Why people fear exercise

Is this the only route to fit?

Is this the only route to fit?

When I was a trainer, the most common belief amongst my clients was that I jumped out of bed every morning with a smile on my face yelling from the rooftops, “I LOVE EXERCISE!” Truth be told, I don’t. Unfortunately, today exercise stirs up a much more negative connotation versus 50 years ago. In other words, many people don’t even get started because they fear that exercise has to be all or nothing.

When my Grandmother was growing up she was very active. She lived on a farm and got regular exercise. When I was little I always played outside, there was no such thing as video games so I was outside being active and getting regular exercise. No advertisements, no push to exercise,  being active was simply part of life back then.

Thanks to advances in technology there are more things today to keep us sedentary versus active. Therefore, we’ve had to connect with exercise in an unnatural way, in that  we have to make time for it versus simply being active in our day to day lives which used to be enough. Not to mention that the food consumption was significantly different 50 years ago.

What you should do: Quote the whole piece on why people fear exercise, word for word.

Listed entries:
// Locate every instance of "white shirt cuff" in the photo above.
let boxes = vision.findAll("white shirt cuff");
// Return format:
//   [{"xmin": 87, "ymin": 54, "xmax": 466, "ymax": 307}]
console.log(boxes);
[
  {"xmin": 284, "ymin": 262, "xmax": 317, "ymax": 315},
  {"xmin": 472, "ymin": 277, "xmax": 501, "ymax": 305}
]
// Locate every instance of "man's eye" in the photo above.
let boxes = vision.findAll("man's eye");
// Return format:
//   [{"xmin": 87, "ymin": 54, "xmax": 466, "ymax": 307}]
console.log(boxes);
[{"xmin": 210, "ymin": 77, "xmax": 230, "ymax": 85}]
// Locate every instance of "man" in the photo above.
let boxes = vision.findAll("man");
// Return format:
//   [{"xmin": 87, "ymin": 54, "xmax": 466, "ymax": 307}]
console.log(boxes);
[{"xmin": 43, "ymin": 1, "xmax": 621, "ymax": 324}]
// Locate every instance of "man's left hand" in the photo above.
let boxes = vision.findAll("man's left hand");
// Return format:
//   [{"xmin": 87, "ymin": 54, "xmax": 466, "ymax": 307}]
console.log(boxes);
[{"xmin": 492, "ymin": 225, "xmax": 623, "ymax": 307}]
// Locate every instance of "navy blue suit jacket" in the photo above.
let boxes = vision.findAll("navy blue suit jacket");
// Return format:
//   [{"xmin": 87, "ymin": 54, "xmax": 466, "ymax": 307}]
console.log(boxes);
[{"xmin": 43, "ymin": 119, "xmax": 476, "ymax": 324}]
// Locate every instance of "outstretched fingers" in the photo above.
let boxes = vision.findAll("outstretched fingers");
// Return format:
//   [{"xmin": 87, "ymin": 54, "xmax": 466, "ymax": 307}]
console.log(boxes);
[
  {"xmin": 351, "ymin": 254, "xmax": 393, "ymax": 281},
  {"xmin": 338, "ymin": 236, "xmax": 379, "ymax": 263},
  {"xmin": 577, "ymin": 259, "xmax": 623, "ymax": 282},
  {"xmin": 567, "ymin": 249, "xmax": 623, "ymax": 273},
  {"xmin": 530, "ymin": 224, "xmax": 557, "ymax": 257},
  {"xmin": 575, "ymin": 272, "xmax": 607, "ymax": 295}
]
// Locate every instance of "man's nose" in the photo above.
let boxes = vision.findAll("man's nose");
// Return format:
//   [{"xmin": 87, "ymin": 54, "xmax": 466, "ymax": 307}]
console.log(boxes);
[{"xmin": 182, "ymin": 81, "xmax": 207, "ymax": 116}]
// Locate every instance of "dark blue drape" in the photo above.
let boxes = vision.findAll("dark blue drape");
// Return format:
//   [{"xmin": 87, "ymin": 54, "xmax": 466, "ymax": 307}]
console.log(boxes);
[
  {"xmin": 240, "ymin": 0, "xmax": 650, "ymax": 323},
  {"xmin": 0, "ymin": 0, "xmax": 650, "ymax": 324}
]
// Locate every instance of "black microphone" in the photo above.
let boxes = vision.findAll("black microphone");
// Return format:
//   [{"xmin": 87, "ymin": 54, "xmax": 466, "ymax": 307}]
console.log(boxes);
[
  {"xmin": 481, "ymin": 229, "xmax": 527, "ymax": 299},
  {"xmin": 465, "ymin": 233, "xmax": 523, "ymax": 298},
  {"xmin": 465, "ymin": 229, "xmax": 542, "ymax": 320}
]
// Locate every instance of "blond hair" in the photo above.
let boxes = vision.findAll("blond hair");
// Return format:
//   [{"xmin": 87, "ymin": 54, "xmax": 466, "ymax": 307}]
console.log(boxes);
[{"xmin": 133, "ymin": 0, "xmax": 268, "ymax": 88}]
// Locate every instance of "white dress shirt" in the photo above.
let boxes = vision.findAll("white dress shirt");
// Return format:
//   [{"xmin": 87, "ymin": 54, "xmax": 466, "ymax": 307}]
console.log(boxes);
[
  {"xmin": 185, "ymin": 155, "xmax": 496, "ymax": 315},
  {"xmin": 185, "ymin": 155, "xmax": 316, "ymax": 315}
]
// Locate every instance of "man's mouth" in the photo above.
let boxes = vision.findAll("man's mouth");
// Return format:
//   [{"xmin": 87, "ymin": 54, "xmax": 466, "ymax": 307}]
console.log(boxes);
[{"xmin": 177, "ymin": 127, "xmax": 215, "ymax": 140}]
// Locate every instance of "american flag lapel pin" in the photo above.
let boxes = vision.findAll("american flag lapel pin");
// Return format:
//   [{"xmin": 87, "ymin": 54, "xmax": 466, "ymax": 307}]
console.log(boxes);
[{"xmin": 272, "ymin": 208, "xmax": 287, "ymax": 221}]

Task answer:
Why people fear exercise

Is this the only route to fit?

Is this the only route to fit?

When I was a trainer, the most common belief amongst my clients was that I jumped out of bed every morning with a smile on my face yelling from the rooftops, “I LOVE EXERCISE!” Truth be told, I don’t. Unfortunately, today exercise stirs up a much more negative connotation versus 50 years ago. In other words, many people don’t even get started because they fear that exercise has to be all or nothing.

When my Grandmother was growing up she was very active. She lived on a farm and got regular exercise. When I was little I always played outside, there was no such thing as video games so I was outside being active and getting regular exercise. No advertisements, no push to exercise,  being active was simply part of life back then.

Thanks to advances in technology there are more things today to keep us sedentary versus active. Therefore, we’ve had to connect with exercise in an unnatural way, in that  we have to make time for it versus simply being active in our day to day lives which used to be enough. Not to mention that the food consumption was significantly different 50 years ago.